#### TEXTO DE LA PÁGINA

━━━

Y de repente… llegó la mala noticia. Los fascistas estaban a punto de romper el frente. Y como el gobierno no quería correr ningún riesgo, todos fuimos transportados —heridos y personal— a lugares más seguros al norte del Ebro. Formamos parte de un tren hospital con 1.200 pacientes. Fue un viaje espantoso. Durante todo el trayecto, existía en cada momento el peligro de ser atacados por bombas fascistas. No existe diccionario que contenga una palabra capaz de describir la bajeza, la barbarie, la inhumanidad de esos criminales fascistas, que ni siquiera respetaban un hospital.”
Trabajo en la Zona Catalana de la República
“Un suspiro de alivio recorrió a todos cuando entramos en la estación de Barcelona. Desde allí seguimos hacia el pueblito de Mataró, donde fuimos alojados en un antiguo Colegio. Con mucha improvisación, este edificio fue transformado en pocos días en un hospital, como se pudo. Yo estuve allí solo dos días, porque fui enviado, junto con algunos otros, a Farners de la Selva.
Allí, en Farners de la Selva, me encontré con el caso más difícil de toda mi estancia en España. Un coche nos llevó a lo que a primera vista parecía un palacio casi terminado. Pero al observar con más detalle, se veía que aún faltaba mucho. Por ejemplo, no había escaleras, ni rastro de luz ni agua. Este edificio nos había sido donado. No había pasado ni una hora cuando ya llegó un transporte con heridos. Aprovechando lo que había, transportamos a nuestros compañeros por escaleras de madera de obra a los distintos pisos.
A diez minutos se encontraba un antiguo hotel. También fue requisado para albergar a los compañeros heridos. Hasta hoy me pregunto cómo lográbamos mantenernos. Lo primero que tuve que hacer fue construir una escalera de emergencia. Por suerte, todo el material para terminar el edificio ya estaba disponible. Con las pesetas que reunimos entre nosotros, compré un martillo, una sierra y una paleta, y trabajé durante 48 horas seguidas hasta que logré terminar la escalera. Pero tuve la satisfacción de mi trabajo: los compañeros no tuvieron que quedar encerrados, y de eso se trataba.
Poco a poco, todo empezó a tomar cierta organización. A pesar de cientos de incomodidades, podíamos decir que los pacientes volvían a recibir el tratamiento adecuado. Y esa es la mejor recompensa por el trabajo realizado, que me dio más satisfacción que todo lo que había hecho antes en mi vida. Porque era un trabajo al servicio de la lucha contra el fascismo, al servicio de la Libertad.”
Después de la guerra
Al regresar a Holanda, Auceps continuó con su trabajo clandestino. Fue arrestado por participar en la Huelga de Febrero de 1941 y enviado, junto con muchos camaradas del PCN, a diversos campos. Auceps acabó en el Campo de Amersfoort. No se tienen datos de los años posteriores. La vida para los comunistas se iba haciendo muy difícil en el clima de la guerra fría y finalmente, en los años 60, decidió ir a Yugoslavia. Ahí se pierden las informaciones.
[1] Se refiere al más importante bombardeo de la Legión Cóndor realizado el 19 de febrero de 1937, que causó números muertos y heridos y en el que los voluntarios internacionales prestaron una ayuda encomiable. Antes y después se realizaron otros bombardeos que pretendían agredir a los centros organizativos de las BI y también minar la moral de la población.
[2] En el libro de Caridad Serrano, el nombre François aparece tal como suena en castellano: Fransuá. Respetamos la grafía.

━━━

Datos de máscaras de segmentación:
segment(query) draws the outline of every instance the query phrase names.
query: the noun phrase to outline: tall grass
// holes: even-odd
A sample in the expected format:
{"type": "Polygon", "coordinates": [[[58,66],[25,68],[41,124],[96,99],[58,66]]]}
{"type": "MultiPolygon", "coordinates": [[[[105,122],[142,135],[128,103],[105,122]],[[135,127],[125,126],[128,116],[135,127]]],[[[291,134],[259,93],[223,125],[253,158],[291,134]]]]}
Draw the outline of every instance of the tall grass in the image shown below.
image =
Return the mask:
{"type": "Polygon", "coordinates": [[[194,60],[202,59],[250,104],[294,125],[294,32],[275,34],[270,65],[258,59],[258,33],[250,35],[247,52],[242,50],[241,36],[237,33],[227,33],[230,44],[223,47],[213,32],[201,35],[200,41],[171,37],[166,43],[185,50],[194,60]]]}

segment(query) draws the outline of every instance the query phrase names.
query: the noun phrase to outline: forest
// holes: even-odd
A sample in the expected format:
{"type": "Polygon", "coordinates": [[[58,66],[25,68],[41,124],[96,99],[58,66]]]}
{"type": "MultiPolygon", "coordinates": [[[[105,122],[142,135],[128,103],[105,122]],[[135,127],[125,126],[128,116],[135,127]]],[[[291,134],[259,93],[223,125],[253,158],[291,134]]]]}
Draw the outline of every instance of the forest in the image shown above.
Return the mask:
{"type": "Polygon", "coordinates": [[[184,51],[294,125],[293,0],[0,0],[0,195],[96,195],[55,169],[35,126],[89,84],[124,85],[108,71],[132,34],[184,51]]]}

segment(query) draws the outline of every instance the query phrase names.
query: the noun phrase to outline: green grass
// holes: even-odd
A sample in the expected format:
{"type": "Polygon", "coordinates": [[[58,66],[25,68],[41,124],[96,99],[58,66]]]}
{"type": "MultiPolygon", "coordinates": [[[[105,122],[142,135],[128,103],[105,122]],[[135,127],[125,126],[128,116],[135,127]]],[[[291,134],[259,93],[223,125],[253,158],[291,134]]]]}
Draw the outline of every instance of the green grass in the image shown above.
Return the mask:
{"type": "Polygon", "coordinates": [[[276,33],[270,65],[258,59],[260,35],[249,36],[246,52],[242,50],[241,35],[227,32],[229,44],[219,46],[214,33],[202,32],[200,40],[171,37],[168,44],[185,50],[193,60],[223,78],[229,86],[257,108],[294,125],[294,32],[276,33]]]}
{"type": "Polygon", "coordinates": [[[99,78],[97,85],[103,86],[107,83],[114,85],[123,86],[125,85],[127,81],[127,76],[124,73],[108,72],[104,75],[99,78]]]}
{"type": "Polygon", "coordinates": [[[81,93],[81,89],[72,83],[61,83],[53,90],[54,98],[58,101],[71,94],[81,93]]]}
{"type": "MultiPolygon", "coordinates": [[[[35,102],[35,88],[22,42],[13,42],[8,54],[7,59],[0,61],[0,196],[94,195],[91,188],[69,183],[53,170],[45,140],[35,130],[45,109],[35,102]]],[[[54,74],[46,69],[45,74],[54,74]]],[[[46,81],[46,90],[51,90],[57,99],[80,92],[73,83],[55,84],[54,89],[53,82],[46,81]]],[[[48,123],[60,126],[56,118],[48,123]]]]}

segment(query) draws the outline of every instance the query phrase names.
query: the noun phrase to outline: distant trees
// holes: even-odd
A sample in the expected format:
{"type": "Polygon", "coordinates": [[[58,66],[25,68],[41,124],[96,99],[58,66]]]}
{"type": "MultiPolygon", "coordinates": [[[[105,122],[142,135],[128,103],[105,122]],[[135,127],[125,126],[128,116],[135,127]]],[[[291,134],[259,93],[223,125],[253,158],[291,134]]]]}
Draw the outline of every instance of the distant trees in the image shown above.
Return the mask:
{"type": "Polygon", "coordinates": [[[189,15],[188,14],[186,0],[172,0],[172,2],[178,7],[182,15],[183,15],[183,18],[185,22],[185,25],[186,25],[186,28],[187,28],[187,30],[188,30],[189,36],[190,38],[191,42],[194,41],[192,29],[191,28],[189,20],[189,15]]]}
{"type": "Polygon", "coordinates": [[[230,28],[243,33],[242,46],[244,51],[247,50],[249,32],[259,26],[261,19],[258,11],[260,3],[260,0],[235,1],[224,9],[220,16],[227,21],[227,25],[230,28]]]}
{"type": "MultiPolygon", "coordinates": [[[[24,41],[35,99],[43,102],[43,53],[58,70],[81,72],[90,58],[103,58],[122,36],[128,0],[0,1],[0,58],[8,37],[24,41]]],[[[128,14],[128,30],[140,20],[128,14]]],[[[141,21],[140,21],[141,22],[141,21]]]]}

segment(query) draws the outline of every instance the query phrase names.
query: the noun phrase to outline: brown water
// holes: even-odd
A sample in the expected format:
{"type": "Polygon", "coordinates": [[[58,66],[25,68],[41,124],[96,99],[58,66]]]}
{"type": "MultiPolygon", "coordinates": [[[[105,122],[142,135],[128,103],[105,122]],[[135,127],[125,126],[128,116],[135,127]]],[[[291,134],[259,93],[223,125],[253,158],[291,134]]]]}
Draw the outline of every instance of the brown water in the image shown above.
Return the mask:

━━━

#### ENUNCIADO
Según el texto de la página, ¿por qué trasladaron a los heridos y al personal a lugares al norte del Ebro? Contesta en una a tres oraciones. Responde basándote únicamente en el texto de la página.

#### RESPUESTA
Llegó la noticia de que los fascistas estaban a punto de romper el frente, y el gobierno no quería correr ningún riesgo. Por eso todos, heridos y personal, fueron llevados a lugares más seguros al norte del Ebro.